Excerpts of pointing data:
---

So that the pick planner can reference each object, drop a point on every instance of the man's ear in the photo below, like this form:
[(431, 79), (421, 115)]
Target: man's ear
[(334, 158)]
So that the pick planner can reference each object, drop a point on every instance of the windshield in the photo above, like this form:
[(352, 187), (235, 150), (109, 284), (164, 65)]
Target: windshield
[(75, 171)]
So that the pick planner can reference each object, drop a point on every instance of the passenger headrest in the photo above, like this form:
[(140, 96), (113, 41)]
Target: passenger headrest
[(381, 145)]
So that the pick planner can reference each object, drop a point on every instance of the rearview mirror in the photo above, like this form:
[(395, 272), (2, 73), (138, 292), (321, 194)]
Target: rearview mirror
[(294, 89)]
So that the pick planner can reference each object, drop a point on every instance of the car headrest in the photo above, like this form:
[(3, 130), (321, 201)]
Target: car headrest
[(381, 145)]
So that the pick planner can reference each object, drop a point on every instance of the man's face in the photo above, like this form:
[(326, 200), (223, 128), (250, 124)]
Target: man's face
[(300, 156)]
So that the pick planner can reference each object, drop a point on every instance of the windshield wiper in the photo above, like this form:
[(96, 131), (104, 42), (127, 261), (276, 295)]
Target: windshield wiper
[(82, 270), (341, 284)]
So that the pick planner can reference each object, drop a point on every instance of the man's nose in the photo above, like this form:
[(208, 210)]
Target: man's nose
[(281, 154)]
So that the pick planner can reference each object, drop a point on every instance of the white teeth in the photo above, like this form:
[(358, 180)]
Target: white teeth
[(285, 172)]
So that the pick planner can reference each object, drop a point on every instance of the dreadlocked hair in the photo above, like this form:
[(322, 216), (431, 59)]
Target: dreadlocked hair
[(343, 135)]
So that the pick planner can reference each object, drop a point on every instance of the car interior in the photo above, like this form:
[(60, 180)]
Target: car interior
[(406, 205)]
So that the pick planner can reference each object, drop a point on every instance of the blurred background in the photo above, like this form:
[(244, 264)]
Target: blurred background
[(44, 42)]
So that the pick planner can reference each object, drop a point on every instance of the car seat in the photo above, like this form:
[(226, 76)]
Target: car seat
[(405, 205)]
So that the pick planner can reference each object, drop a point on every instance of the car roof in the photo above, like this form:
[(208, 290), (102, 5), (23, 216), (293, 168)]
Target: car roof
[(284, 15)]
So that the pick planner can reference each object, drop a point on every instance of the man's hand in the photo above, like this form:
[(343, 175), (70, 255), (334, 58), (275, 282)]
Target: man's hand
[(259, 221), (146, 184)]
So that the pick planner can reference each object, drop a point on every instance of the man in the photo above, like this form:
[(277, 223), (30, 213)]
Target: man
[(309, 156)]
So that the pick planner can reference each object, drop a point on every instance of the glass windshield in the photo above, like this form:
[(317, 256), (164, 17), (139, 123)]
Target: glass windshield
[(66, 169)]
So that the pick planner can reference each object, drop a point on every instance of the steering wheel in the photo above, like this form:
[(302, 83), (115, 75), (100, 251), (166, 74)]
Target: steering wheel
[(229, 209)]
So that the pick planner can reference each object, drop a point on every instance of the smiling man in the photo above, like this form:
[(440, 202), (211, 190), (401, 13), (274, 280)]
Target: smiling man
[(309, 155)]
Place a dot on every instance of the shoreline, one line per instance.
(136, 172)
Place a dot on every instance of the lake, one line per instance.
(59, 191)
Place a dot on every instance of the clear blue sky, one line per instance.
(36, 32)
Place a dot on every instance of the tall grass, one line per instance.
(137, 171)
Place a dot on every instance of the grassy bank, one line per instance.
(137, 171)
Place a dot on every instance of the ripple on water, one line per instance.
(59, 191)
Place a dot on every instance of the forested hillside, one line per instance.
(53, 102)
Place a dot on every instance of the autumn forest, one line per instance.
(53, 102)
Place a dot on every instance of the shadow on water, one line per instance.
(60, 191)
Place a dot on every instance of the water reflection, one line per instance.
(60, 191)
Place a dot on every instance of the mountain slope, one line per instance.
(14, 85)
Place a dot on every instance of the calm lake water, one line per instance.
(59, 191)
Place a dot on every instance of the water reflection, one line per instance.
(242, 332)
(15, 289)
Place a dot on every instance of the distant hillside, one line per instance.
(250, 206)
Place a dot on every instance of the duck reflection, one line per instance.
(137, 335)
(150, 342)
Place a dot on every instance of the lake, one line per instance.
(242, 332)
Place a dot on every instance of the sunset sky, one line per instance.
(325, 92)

---

Exercise description:
Rewrite the stretch from the start of the rows through the line containing "[(343, 135)]", changing "pick planner" to "grasp planner" and keeping everything else the same.

Response below:
So that the grasp planner can reference each object, drop a point on every instance of the man's ear in the photo below, like this form:
[(431, 79), (421, 115)]
Target: man's ear
[(334, 158)]
So that the grasp planner can reference each object, drop a point on every instance of the windshield in the photo above, like this form:
[(352, 187), (235, 150), (109, 284), (164, 65)]
Target: windshield
[(75, 171)]
So that the grasp planner can reference each object, drop a point on every instance of the passenger headrest in the photo above, like this form:
[(140, 96), (113, 41)]
Target: passenger headrest
[(381, 145)]
So that the grasp planner can reference each object, drop a point on every instance of the rearview mirror in the photo above, like this form:
[(395, 272), (2, 73), (138, 292), (321, 194)]
Target: rearview mirror
[(294, 89)]
So that the grasp planner can reference each object, drop a point on every instance of the car headrest in the photo above, like this form:
[(3, 130), (321, 201)]
Target: car headrest
[(381, 145)]
So that the grasp planner can reference each object, drop a point on every instance of the man's face in the photo above, like this form:
[(326, 200), (223, 128), (250, 124)]
Target: man's face
[(300, 156)]
So that the grasp planner can reference each object, drop a point on every instance of the windshield wiper in the photo above, like this form:
[(96, 131), (104, 42), (127, 261), (276, 295)]
Target: windshield wiper
[(82, 270), (341, 284)]
So that the grasp planner can reference each object, drop a point on every instance of the man's nose in the photo above, like this form:
[(208, 210)]
Target: man's nose
[(281, 154)]
So that the grasp planner can reference each object, drop a point on every instance of the white teeth in the photo above, like this form:
[(358, 180)]
Target: white teeth
[(285, 172)]
So that the grasp planner can reference each object, drop a point on every instance of the dreadlocked hair in the photo above, like this form:
[(322, 216), (431, 59)]
Target: dreadlocked hair
[(343, 135)]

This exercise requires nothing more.